(Object position labeling entries)
•••
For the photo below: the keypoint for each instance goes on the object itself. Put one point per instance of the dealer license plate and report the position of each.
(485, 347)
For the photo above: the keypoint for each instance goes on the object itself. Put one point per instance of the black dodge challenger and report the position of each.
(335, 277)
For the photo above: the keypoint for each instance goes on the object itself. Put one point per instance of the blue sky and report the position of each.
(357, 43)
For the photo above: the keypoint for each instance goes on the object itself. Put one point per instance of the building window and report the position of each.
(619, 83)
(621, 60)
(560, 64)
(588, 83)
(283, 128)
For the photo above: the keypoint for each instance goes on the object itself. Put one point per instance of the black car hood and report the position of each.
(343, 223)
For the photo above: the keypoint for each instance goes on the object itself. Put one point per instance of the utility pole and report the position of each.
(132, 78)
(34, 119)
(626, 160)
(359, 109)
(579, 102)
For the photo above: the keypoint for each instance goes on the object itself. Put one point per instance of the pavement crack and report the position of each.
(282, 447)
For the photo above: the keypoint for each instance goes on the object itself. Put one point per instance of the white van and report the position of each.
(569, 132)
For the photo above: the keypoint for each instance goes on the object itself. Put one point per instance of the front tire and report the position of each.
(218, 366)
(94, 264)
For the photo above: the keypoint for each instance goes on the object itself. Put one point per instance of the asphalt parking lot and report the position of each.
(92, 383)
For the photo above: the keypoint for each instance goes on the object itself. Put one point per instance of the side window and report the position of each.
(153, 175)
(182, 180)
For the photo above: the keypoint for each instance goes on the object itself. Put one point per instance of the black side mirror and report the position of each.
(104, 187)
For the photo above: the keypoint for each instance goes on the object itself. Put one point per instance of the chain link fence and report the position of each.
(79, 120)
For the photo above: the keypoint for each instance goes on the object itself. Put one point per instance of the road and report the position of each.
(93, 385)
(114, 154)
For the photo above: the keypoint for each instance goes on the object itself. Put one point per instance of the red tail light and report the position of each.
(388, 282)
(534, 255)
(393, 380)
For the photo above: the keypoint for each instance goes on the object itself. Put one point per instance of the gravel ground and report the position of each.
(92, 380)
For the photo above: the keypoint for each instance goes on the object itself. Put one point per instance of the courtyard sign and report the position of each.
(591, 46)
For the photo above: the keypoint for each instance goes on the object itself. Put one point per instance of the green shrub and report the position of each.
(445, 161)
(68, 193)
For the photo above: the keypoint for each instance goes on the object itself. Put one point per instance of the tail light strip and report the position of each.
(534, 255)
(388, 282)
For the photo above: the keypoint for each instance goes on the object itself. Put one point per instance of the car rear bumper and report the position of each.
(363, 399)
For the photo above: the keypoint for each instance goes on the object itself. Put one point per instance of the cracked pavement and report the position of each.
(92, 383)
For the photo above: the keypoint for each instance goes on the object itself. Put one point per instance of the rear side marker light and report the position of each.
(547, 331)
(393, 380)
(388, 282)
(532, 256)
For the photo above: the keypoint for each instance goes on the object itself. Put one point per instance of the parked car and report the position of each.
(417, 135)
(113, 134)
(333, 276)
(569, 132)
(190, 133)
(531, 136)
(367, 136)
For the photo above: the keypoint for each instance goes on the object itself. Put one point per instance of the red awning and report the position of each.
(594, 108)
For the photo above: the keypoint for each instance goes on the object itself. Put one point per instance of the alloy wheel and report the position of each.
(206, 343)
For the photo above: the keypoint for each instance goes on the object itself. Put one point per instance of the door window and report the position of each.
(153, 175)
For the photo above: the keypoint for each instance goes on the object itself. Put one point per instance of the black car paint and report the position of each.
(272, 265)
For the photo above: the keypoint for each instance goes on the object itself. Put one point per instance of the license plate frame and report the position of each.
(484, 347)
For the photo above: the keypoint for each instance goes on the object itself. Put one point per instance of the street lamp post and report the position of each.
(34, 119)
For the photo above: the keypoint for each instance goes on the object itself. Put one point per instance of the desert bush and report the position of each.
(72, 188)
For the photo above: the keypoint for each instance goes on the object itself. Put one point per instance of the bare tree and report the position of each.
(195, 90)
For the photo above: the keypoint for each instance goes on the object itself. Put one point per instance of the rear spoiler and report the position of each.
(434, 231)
•••
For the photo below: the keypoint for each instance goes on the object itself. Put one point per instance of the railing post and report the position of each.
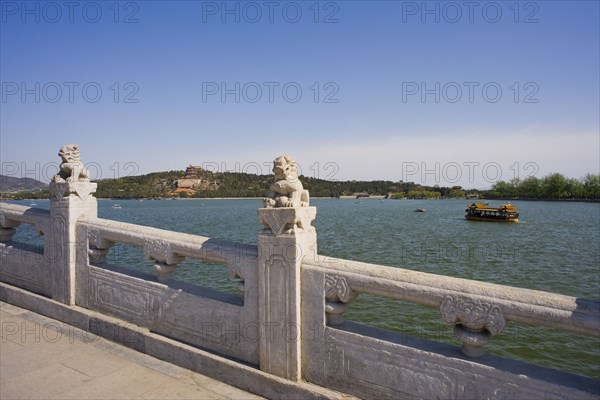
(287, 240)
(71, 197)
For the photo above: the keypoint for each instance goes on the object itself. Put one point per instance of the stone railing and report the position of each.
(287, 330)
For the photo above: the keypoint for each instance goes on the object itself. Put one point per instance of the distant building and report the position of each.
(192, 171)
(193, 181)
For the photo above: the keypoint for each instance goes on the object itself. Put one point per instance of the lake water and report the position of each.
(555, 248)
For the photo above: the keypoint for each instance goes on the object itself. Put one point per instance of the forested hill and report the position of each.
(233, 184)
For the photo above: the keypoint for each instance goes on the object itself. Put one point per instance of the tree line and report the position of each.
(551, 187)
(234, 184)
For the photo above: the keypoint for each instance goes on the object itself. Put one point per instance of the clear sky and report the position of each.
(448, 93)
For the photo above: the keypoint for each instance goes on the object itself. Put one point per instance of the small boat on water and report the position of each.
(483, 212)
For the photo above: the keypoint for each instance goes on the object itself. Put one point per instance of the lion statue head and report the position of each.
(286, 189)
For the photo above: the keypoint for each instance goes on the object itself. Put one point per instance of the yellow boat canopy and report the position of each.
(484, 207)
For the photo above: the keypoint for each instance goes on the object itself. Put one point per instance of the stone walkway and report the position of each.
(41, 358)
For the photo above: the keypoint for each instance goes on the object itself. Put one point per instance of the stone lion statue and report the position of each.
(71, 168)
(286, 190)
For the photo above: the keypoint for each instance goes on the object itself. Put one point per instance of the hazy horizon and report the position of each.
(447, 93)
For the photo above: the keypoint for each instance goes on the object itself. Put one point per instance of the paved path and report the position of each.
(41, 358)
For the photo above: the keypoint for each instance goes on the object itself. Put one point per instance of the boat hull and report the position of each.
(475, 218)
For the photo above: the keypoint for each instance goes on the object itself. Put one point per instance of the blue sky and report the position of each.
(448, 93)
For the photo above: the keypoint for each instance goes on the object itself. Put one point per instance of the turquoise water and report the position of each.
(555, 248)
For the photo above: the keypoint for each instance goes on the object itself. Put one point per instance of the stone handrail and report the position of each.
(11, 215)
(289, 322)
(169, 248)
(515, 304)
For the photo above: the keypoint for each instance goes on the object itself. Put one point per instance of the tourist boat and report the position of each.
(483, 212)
•••
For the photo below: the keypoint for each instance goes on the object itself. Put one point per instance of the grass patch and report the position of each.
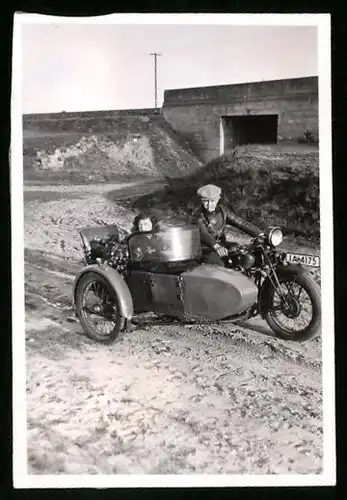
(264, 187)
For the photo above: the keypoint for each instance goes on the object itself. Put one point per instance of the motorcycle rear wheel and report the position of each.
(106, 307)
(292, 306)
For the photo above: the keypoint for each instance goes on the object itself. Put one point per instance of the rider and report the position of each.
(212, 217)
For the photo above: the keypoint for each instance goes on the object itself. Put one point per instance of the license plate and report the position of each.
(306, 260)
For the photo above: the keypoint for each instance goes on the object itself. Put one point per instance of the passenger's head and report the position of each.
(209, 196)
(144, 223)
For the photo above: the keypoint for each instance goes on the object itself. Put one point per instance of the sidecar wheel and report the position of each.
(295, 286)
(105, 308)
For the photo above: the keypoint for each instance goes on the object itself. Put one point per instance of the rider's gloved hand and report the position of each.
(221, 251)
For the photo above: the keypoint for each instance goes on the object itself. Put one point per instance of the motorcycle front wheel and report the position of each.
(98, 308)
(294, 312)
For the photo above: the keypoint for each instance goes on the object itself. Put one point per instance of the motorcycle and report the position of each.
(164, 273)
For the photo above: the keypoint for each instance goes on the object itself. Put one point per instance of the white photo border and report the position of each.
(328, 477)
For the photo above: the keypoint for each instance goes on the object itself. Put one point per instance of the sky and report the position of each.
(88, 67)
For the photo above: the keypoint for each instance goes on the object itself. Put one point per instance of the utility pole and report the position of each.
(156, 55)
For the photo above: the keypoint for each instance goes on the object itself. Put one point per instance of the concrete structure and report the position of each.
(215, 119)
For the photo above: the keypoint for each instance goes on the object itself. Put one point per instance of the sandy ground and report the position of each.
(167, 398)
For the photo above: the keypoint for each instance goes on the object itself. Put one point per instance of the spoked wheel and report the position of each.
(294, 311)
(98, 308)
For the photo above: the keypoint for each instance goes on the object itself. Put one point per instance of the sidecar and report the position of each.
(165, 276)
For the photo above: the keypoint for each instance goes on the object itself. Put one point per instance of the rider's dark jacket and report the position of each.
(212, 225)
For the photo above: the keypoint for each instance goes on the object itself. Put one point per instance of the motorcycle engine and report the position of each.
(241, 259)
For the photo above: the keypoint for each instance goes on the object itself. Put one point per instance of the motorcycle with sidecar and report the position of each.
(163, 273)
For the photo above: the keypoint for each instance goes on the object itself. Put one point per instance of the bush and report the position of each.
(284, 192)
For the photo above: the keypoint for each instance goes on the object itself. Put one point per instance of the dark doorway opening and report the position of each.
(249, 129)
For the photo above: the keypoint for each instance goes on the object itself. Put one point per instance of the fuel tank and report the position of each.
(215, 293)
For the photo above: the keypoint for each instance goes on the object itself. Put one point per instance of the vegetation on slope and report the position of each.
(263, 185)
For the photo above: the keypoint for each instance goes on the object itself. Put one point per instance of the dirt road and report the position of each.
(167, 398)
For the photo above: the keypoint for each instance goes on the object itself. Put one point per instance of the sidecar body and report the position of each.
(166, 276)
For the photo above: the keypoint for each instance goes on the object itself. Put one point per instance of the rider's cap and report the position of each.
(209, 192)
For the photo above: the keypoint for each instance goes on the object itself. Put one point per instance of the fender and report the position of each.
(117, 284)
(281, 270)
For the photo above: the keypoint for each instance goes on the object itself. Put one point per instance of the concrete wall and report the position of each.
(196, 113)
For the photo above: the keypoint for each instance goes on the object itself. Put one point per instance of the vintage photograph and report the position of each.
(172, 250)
•••
Which lines of the data above contain the string "tail"? Show each of those lines, treating case as significant.

For the photo above: the keypoint for each instance goes on the object itself. Put one point per instance of the red tail light and report the position of each.
For the photo above: the keypoint for each instance goes on the object itself. Put one point per instance of the tail light strip and report the position of each.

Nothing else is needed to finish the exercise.